──────── Document segment ────────

[POC] Alternate implementation of using snapshot schema when reading snapshot #3314

wypoon · 2021-10-19T04:46:55Z

This is an alternate approach to #1508 based on #3269. This handles the support for Spark 3.

According to Edwin Choi, in order to get the schema for a snapshot, the only safe option is to scan the metadata files to find the one where the current-snapshot-id matches target snapshot id.

…he snapshot id.

The changes are mostly in spark3. They are necessitated by the catalog support introduced in apache#1783. As the spark3 IcebergSource now implements SupportsCatalogOptions, DataFrameReader#load no longer calls IcebergSource#getTable but calls SparkCatalog#loadTable directly. In order for the SparkTable returned by SparkCatalog#loadTable(Identifier) to be aware of the snapshot, the information about the snapshot needs to be present in the Identifier. For this reason, we introduce a SnapshotAwareIdentifier interface extending Identifier. As SupportsCatalogOptions does not allow a schema to be specified (requested), SparkTable no longer needs a requestedSchema field, so some dead code is removed from it.

Rebased on master. Use constants from SparkReadOptions. Implement snapshotSchema() in SparkFilesScan as it extends SparkBatchScan.

Avoid introducing new methods to BaseTable. Add helper methods to SnapshotUtil instead. Move recovery of schema from previous metadata files in the event that snapshot does not have associated schema id to new PR. Remove snapshotSchema method from SparkBatchScam and its subclasses, as it is not needed. Adjust schema in BaseTableScan when useSnapshot is called.

Use the existing CatalogAndIdentifier and swap out the Identifier for a snapshot-aware TableIdentifier if snapshotId or asOfTimestamp is set.

──────── Given information ────────

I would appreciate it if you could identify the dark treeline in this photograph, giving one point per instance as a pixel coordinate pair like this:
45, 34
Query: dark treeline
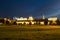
37, 22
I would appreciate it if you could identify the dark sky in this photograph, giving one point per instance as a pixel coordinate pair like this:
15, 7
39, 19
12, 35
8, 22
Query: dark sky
35, 8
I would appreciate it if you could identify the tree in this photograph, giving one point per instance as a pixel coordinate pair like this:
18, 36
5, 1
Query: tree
45, 21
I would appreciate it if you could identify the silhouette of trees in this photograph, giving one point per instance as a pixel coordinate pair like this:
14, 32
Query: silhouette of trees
46, 21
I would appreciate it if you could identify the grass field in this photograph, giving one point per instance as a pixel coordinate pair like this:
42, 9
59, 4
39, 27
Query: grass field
29, 32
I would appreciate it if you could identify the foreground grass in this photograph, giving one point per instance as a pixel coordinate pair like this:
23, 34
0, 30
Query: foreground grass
29, 32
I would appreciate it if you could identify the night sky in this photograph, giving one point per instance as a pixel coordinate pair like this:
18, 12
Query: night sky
25, 8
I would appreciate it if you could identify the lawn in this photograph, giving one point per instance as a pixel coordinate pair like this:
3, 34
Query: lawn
29, 32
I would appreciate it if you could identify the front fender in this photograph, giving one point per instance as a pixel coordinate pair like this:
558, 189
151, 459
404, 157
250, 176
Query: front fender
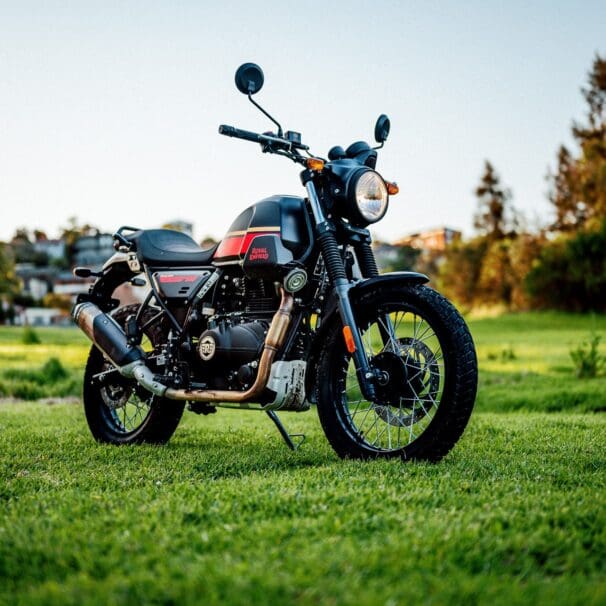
331, 315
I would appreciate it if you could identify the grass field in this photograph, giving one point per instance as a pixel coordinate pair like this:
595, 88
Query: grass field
524, 363
226, 514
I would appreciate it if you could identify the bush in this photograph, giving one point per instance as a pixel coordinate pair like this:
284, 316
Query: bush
30, 336
587, 359
570, 273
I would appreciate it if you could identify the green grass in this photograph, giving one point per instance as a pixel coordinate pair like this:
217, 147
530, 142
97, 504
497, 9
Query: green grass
22, 366
226, 514
541, 375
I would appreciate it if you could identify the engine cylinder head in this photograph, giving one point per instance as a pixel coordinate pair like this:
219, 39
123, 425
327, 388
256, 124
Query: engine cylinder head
295, 280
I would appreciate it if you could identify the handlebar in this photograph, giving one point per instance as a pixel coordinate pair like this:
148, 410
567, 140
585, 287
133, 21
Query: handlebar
232, 131
270, 140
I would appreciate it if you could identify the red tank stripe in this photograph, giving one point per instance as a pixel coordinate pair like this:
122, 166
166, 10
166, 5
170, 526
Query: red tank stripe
237, 246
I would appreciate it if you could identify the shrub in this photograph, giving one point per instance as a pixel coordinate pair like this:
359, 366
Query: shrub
570, 273
30, 336
587, 359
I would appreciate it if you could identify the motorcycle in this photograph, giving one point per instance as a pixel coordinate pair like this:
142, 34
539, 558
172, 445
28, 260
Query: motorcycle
287, 311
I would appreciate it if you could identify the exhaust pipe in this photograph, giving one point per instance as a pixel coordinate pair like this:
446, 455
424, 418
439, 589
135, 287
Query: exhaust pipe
106, 334
109, 337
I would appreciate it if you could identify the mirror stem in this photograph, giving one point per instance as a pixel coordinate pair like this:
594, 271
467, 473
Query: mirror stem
280, 133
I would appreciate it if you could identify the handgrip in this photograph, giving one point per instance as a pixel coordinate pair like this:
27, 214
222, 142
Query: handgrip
232, 131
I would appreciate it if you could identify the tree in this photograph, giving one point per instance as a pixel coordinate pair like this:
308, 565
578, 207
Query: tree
570, 272
570, 211
578, 187
459, 272
496, 218
72, 232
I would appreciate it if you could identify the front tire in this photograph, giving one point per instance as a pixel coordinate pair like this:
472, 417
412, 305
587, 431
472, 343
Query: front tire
118, 410
420, 347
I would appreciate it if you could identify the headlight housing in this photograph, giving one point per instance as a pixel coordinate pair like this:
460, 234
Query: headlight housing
368, 198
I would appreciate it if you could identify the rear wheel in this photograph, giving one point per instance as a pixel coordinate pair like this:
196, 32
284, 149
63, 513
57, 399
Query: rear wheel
118, 410
423, 356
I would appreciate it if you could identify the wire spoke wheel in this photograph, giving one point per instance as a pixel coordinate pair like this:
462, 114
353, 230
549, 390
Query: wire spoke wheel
405, 354
424, 370
128, 404
118, 410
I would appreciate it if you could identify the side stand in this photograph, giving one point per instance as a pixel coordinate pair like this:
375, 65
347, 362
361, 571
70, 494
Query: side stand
285, 435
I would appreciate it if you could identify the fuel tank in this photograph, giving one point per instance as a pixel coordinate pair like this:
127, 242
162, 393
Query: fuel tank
279, 224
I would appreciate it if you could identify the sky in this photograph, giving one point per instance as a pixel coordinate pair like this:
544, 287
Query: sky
109, 110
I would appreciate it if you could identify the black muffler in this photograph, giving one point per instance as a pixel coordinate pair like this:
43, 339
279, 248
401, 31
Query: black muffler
106, 334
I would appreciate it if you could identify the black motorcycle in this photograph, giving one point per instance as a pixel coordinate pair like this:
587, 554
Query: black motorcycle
288, 310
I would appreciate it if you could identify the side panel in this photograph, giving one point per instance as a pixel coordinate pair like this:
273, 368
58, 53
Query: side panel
179, 285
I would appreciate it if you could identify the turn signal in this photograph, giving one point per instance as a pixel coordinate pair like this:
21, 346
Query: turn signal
315, 164
392, 188
349, 342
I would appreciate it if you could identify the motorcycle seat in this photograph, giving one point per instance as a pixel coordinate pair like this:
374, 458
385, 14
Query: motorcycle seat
167, 248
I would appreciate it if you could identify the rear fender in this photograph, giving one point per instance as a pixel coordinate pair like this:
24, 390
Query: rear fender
116, 271
331, 315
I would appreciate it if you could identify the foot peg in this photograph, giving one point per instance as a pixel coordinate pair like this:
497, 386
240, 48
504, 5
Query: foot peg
288, 437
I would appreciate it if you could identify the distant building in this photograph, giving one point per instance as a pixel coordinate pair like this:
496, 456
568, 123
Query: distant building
93, 251
36, 281
41, 316
385, 254
53, 249
435, 240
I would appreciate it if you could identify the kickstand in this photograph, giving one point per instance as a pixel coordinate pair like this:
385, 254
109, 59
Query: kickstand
287, 436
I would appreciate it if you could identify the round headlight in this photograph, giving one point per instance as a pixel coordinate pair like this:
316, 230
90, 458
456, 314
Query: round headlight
371, 196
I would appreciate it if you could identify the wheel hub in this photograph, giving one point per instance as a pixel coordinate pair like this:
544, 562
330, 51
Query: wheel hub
404, 381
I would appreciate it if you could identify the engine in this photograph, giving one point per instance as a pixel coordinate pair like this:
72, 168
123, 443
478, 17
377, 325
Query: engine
230, 348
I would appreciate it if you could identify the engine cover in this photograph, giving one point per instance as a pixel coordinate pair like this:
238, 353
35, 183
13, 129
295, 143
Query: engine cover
232, 345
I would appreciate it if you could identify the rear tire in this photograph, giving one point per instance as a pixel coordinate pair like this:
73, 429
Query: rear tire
153, 420
425, 404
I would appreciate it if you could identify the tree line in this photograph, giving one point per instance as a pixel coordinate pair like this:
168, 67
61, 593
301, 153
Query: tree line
563, 264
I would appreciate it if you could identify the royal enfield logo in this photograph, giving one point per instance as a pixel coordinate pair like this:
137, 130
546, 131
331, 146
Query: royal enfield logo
207, 348
258, 253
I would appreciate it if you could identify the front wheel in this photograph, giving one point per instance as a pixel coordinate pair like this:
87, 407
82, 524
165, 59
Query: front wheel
425, 365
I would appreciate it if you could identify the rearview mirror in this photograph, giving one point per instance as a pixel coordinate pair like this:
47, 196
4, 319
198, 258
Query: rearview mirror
249, 78
382, 129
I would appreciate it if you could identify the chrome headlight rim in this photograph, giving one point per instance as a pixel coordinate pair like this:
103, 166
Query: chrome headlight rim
358, 214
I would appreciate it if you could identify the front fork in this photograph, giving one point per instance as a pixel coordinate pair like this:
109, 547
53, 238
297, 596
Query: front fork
336, 272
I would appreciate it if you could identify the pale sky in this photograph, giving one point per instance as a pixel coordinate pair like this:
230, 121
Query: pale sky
109, 110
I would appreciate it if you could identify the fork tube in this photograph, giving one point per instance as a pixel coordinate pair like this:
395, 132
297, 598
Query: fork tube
336, 272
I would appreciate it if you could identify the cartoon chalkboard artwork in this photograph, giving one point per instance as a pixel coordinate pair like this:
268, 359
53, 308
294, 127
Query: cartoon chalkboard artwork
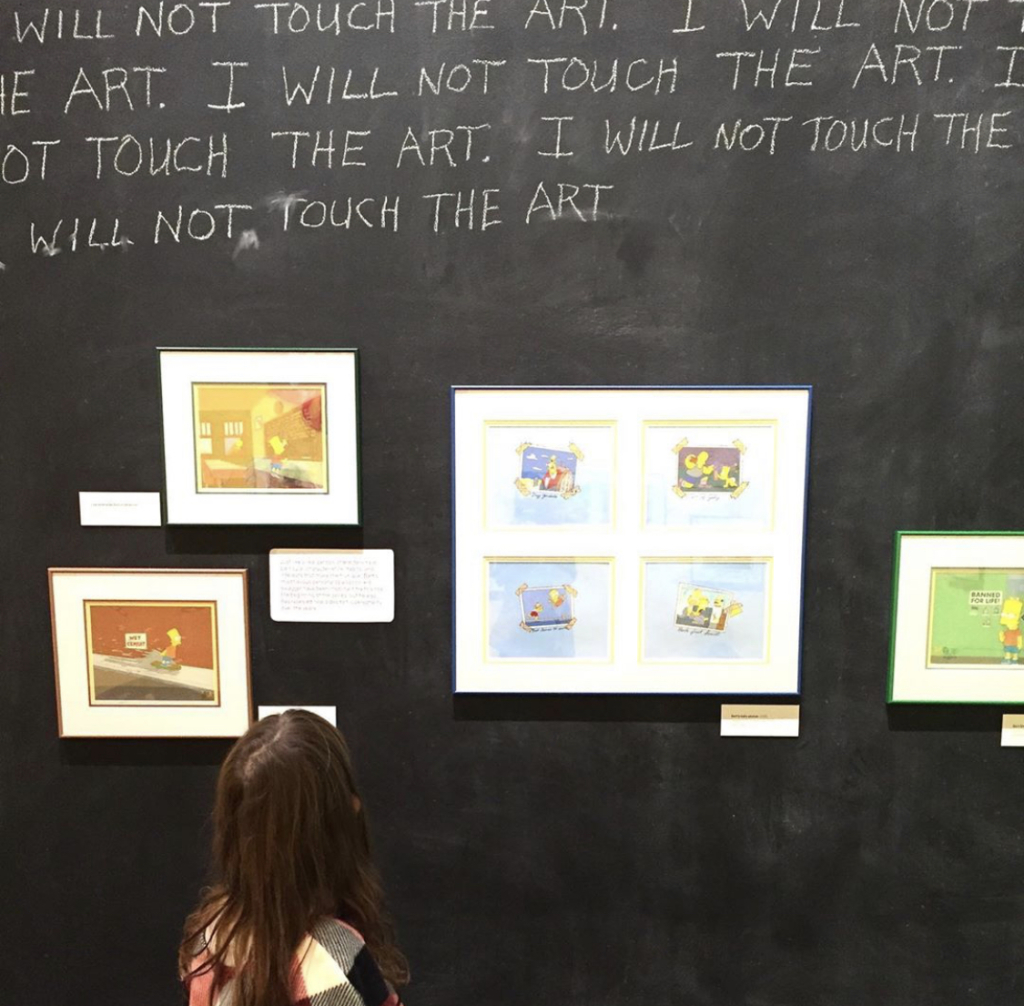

────────

_Required work_.
1. In the pull request text, write out the stretch from "The changes are" through "it extends SparkBatchScan.".
2. List each method that the pull request text names in the form Class#method, counting each method only once.
3. Translate this sentence from the pull request text into Spanish: "For this reason, we introduce a SnapshotAwareIdentifier interface extending Identifier."

_In response_.
1.
The changes are mostly in spark3. They are necessitated by the catalog support introduced in apache#1783. As the spark3 IcebergSource now implements SupportsCatalogOptions, DataFrameReader#load no longer calls IcebergSource#getTable but calls SparkCatalog#loadTable directly. In order for the SparkTable returned by SparkCatalog#loadTable(Identifier) to be aware of the snapshot, the information about the snapshot needs to be present in the Identifier. For this reason, we introduce a SnapshotAwareIdentifier interface extending Identifier. As SupportsCatalogOptions does not allow a schema to be specified (requested), SparkTable no longer needs a requestedSchema field, so some dead code is removed from it.

Rebased on master. Use constants from SparkReadOptions. Implement snapshotSchema() in SparkFilesScan as it extends SparkBatchScan.

2.
DataFrameReader#load
IcebergSource#getTable
SparkCatalog#loadTable

3. Por esta razón, introducimos una interfaz SnapshotAwareIdentifier que extiende Identifier.